*Article*:
North Mini Code
Cohere's open-source 30B/3B MoE coding model with 256K context, interleaved thinking, and strong SWE-Bench scores — all under Apache 2.0.
Overview
North Mini Code 1.0 is Cohere's first open-weights model built specifically for coding, released on June 9, 2026. It's a sparse Mixture-of-Experts (MoE) architecture with 30 billion total parameters but only 3 billion active per token — 128 experts with 8 activated at inference time. That MoE design is the core trick: you get performance that punches well above the 3B active-parameter weight class while keeping inference costs and hardware requirements dramatically lower than a dense 30B model.
The model is purpose-built for agentic software engineering workflows. It supports interleaved thinking — reasoning steps interspersed with tool calls — so it can plan a multi-file code change, execute terminal commands, inspect results, and iterate. On SWE-Bench Verified it scores 67.6% (resolved) and on SWE-Bench Pro it hits 40.2%, putting it in competitive range with models several times its active parameter count. The 256K token context window is large enough to hold substantial codebases in a single pass, and it can generate up to 64K tokens of output.

*Objectives*:
a: Count the lines in the records that contain the string "surface", treating uppercase and lowercase as different, and reply with only the number.
b: Continue the North Mini Code overview, picking up right after its final sentence.

*Input data*:

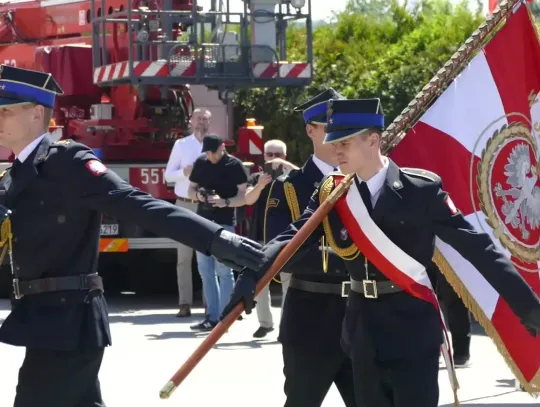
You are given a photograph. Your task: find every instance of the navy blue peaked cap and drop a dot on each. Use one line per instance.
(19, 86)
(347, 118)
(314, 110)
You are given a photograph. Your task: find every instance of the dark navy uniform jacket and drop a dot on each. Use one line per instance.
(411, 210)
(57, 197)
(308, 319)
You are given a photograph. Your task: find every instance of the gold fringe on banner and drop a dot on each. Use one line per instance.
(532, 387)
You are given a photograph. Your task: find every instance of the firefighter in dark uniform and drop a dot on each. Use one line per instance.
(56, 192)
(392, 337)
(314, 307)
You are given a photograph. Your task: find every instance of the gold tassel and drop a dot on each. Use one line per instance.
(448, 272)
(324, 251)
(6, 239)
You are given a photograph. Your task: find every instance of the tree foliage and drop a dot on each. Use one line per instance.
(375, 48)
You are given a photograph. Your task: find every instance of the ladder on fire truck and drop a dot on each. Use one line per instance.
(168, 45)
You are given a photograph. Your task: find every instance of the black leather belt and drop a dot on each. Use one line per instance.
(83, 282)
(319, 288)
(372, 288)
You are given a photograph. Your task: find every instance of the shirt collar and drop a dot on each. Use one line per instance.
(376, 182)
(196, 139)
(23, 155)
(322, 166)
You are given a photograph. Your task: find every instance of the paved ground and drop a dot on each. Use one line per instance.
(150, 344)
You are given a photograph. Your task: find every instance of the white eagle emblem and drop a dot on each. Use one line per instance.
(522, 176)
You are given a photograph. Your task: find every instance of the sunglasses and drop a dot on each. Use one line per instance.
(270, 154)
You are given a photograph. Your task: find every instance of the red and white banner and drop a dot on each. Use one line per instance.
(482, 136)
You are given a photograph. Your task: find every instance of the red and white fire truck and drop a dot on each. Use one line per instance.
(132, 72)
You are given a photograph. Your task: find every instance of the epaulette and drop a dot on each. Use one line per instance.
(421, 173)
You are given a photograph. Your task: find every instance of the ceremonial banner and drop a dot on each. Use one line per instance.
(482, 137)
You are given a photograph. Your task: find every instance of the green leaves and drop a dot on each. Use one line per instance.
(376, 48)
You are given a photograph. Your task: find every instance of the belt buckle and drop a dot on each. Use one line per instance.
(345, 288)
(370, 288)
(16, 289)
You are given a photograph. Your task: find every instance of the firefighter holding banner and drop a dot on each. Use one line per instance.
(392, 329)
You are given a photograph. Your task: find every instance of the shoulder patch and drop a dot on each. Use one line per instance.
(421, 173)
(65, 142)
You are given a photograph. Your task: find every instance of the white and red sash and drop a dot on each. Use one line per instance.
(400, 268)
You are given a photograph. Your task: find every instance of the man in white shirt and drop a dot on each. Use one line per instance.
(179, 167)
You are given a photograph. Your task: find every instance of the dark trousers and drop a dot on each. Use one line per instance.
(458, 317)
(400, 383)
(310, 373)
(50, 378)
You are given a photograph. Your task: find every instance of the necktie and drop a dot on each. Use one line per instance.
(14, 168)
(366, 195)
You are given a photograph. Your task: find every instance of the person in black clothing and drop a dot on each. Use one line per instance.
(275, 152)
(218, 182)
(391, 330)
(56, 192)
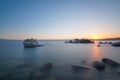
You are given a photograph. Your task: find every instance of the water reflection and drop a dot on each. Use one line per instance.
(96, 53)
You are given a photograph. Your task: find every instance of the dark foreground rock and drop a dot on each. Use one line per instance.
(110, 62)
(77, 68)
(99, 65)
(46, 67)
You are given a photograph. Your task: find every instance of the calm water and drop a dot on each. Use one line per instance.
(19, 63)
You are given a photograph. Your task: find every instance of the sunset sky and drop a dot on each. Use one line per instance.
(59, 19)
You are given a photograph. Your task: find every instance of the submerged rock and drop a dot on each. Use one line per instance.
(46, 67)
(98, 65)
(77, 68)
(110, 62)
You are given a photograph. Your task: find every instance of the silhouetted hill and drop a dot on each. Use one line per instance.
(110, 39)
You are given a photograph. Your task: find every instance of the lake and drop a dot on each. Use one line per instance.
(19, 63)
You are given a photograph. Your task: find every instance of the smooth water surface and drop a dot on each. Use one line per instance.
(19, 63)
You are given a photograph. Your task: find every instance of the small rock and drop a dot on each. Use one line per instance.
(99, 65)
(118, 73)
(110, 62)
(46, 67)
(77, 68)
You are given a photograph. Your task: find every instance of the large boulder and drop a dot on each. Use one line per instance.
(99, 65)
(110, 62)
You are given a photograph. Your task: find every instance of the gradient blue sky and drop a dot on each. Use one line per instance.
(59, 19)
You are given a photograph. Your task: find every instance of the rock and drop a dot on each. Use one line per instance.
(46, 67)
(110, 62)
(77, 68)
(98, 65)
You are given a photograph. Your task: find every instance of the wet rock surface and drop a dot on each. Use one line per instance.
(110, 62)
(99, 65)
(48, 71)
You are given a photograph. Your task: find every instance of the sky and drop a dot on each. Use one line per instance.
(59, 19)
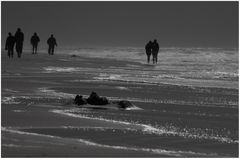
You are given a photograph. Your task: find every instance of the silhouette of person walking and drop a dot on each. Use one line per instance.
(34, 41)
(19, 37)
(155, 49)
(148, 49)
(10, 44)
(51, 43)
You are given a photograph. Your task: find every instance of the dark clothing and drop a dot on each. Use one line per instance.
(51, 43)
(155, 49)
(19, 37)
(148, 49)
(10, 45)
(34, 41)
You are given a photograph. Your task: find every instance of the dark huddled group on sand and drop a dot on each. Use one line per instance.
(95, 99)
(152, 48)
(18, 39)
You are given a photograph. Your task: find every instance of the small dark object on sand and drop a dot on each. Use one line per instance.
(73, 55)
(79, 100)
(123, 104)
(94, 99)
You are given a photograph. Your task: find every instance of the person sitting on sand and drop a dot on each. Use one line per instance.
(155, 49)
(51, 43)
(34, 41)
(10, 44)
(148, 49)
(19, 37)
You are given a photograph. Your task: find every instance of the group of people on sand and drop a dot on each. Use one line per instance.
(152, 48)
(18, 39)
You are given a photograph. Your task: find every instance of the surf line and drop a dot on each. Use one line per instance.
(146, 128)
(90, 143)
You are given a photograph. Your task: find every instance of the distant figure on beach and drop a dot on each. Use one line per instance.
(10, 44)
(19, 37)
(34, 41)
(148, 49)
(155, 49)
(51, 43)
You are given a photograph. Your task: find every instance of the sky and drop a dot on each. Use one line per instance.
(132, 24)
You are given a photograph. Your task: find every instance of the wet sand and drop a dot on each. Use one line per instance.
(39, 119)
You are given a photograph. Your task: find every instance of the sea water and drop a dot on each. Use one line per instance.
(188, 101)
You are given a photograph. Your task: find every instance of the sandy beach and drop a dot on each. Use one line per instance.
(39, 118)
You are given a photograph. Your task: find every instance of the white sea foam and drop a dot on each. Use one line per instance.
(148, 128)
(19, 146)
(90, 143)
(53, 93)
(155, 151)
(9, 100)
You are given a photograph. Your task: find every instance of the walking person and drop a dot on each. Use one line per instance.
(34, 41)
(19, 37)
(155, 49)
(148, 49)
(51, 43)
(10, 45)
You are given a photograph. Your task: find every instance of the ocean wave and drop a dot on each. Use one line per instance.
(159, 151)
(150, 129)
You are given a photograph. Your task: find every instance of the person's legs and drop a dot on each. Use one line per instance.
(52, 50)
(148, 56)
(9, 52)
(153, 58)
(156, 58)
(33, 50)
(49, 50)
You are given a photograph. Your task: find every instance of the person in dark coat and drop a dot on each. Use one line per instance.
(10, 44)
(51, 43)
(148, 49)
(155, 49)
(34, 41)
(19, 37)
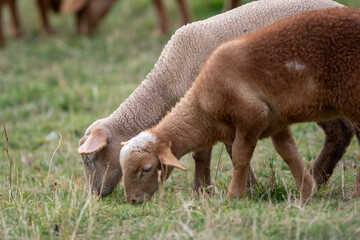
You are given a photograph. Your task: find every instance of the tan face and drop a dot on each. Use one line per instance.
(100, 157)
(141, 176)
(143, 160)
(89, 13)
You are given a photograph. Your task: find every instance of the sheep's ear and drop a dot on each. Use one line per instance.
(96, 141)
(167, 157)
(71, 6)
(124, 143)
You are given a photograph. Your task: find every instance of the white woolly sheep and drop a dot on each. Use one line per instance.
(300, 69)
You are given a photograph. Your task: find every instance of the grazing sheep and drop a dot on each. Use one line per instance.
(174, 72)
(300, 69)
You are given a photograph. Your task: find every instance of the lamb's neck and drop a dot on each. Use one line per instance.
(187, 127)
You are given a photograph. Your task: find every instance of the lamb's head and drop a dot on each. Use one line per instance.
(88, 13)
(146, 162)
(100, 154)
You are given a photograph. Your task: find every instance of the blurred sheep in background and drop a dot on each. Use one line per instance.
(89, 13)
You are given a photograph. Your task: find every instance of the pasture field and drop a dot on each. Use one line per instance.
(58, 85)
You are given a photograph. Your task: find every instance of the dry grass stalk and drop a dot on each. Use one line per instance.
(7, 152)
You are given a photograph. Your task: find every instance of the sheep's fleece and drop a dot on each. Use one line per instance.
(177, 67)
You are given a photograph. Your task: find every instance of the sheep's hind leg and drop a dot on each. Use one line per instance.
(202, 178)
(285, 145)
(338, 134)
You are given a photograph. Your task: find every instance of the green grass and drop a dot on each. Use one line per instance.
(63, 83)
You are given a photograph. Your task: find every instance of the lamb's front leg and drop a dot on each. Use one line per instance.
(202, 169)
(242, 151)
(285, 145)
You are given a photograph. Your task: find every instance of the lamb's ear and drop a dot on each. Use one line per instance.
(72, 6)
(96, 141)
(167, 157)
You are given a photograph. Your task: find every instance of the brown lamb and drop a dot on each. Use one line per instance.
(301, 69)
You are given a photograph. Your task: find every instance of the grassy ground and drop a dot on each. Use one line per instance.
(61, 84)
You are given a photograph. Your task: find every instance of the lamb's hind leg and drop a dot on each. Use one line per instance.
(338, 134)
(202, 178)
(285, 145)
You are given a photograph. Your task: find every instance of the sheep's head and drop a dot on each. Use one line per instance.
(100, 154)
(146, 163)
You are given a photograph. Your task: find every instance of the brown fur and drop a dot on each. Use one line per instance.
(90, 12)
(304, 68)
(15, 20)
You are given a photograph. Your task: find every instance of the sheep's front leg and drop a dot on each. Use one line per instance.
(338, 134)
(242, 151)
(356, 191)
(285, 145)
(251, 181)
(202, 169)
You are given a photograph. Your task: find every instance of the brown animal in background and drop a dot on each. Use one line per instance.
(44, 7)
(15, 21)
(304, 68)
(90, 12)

*Solved tasks*:
a: 2

b:
The Apache 2.0 license makes this genuinely interesting for teams that want to self-host a capable coding agent. You can run it via vLLM, SGLang, Ollama, or Docker, and 26 quantized variants are available for running on consumer hardware. The tradeoff is clear: this is a code-specialist model, not a general-purpose assistant. It won't write your marketing copy or summarize your meeting notes — it's laser-focused on code generation, terminal tasks, and agentic SWE workflows. For that specific use case, it's one of the strongest open-source options available.
Key features
Agentic Coding
Designed for autonomous software engineering workflows. Handles multi-step coding tasks — editing files, running commands, inspecting results, and iterating — using a SWE-Agent-style harness with tool-calling capabilities.
256K Context Window
Supports up to 256K tokens of context with 64K max output, allowing ingestion of large codebases, long file chains, and extended multi-turn agent sessions without truncation.
Interleaved Thinking
Generates explicit reasoning content alongside tool calls. The model thinks through its approach step-by-step before and between actions, improving reliability on complex multi-step tasks.
Tool Use
Native support for function calling via JSON schema. Works with bash, file editing, and custom tools — designed to operate within agentic frameworks like SWE-Agent and ReAct harnesses.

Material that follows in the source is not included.